#### DATA ####

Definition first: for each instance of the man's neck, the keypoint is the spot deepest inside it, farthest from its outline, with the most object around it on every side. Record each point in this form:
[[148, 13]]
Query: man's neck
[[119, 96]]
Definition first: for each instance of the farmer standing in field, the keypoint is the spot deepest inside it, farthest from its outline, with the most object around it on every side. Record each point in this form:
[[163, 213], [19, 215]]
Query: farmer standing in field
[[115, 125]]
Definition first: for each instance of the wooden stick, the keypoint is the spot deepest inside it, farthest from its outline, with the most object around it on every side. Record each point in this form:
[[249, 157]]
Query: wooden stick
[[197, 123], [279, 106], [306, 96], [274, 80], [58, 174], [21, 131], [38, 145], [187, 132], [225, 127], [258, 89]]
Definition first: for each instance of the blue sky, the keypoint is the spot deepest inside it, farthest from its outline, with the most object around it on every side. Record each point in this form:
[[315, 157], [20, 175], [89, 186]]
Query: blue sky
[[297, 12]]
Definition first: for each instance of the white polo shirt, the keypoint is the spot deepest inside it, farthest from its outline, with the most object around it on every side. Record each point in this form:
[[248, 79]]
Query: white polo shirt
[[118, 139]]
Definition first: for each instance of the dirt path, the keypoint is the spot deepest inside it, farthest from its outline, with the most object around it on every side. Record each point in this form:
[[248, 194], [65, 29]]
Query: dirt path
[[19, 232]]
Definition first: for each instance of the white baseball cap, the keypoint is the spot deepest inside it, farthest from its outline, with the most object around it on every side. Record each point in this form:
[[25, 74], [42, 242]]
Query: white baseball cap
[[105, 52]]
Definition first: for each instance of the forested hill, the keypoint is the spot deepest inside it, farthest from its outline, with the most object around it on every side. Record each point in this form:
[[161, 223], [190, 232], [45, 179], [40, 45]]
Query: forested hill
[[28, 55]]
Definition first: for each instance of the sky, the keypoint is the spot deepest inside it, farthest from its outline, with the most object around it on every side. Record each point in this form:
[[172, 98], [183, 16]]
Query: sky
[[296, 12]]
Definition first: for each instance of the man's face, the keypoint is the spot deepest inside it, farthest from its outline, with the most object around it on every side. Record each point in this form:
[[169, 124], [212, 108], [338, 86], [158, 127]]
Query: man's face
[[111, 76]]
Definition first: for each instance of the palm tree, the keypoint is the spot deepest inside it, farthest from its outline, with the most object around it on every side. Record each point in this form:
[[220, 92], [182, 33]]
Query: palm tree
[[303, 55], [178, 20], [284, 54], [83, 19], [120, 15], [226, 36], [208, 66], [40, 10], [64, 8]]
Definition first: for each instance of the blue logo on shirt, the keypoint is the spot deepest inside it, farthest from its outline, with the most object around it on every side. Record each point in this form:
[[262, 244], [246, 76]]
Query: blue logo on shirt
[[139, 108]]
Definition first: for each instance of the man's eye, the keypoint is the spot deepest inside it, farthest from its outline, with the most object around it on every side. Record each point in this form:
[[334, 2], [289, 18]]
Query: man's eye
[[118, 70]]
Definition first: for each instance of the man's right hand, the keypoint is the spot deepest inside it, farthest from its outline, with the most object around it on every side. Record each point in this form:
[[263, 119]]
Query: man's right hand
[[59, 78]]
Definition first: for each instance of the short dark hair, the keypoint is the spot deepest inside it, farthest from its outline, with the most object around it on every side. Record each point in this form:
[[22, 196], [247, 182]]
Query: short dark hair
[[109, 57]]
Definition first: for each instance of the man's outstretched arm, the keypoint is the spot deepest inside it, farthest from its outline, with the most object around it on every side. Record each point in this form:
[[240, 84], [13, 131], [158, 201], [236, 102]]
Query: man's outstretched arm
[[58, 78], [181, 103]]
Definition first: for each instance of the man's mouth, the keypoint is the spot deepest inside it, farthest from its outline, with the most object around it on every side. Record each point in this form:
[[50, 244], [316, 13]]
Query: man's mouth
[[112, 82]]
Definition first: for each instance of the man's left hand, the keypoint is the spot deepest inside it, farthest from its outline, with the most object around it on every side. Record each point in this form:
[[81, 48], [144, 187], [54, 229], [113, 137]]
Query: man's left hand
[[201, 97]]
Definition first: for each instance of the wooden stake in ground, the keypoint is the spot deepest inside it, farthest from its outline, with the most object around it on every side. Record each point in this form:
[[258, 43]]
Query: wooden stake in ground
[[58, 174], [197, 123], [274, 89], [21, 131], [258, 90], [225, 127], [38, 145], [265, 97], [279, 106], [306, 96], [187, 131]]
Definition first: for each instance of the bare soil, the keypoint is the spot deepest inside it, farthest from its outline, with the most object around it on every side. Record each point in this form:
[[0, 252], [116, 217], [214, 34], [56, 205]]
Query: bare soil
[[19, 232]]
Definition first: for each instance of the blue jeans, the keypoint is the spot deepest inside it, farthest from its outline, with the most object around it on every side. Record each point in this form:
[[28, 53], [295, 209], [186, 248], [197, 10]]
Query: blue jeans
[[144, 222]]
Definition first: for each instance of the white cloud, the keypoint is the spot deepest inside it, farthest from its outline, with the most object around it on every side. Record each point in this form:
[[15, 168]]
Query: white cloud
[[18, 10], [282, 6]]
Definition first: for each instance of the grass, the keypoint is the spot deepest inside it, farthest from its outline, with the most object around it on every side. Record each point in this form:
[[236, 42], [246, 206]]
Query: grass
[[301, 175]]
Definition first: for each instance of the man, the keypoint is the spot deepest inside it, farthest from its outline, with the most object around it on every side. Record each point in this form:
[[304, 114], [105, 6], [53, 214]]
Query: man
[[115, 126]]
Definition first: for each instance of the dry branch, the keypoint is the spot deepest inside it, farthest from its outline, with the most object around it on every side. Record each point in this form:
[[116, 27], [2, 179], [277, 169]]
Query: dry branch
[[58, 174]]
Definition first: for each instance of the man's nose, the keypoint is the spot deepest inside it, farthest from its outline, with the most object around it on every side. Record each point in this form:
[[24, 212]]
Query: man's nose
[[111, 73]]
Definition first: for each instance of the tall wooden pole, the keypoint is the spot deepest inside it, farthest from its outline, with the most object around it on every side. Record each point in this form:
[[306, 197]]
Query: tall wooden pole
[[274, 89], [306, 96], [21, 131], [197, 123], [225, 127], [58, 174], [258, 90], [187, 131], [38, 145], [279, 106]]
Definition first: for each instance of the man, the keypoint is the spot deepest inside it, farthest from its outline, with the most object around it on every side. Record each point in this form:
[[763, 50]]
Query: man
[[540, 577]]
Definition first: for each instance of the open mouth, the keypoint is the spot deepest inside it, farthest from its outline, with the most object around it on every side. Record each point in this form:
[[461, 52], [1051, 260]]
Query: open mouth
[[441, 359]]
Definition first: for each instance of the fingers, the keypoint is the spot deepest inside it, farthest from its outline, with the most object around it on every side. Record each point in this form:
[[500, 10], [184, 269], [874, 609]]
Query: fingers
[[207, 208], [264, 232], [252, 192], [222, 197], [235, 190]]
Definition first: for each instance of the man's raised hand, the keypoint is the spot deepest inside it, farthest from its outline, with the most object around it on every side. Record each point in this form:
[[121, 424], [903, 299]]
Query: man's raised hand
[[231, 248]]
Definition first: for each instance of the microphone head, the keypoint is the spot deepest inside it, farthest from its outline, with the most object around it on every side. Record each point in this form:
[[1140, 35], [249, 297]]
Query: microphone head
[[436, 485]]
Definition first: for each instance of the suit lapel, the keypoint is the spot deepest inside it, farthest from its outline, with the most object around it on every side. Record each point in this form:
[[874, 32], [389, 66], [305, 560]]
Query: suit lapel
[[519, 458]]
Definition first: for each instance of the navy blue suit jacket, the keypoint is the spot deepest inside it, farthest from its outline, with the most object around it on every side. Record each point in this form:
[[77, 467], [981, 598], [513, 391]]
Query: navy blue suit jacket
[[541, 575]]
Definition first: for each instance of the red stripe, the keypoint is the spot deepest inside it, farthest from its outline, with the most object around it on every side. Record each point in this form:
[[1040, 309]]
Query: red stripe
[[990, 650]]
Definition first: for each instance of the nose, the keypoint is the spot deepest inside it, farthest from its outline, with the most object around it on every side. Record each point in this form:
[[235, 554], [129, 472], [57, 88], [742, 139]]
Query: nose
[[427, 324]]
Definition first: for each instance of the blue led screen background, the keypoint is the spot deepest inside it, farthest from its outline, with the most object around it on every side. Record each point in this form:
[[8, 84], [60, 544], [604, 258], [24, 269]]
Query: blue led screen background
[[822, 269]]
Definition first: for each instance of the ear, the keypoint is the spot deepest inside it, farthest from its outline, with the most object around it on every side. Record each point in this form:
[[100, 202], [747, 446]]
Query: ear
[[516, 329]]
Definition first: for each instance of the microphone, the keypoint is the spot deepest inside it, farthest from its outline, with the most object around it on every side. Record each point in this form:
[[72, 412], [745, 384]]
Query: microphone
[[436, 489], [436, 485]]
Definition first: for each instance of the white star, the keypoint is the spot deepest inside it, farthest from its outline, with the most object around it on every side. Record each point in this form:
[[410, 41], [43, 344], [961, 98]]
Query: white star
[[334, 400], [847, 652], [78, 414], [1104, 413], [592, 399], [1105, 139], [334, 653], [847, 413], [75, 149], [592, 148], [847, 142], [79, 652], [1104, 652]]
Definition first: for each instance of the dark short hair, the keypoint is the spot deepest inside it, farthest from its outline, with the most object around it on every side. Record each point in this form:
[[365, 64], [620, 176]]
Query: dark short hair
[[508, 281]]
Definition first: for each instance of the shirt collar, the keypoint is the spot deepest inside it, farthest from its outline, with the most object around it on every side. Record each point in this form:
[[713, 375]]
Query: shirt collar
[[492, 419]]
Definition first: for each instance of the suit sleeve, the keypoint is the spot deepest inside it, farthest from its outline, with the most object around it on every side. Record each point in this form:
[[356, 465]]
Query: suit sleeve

####

EXERCISE REQUIREMENTS: Duplicate the material without any changes, beginning at its first line and stopping after the line that contains "[[119, 96]]".

EXPECTED ANSWER:
Definition first: for each instance of the man's neck, the keypoint is the spot deepest inside it, farthest from its outline, with the most object around it on every side. Record each point in this form:
[[148, 13]]
Query: man's neck
[[119, 96]]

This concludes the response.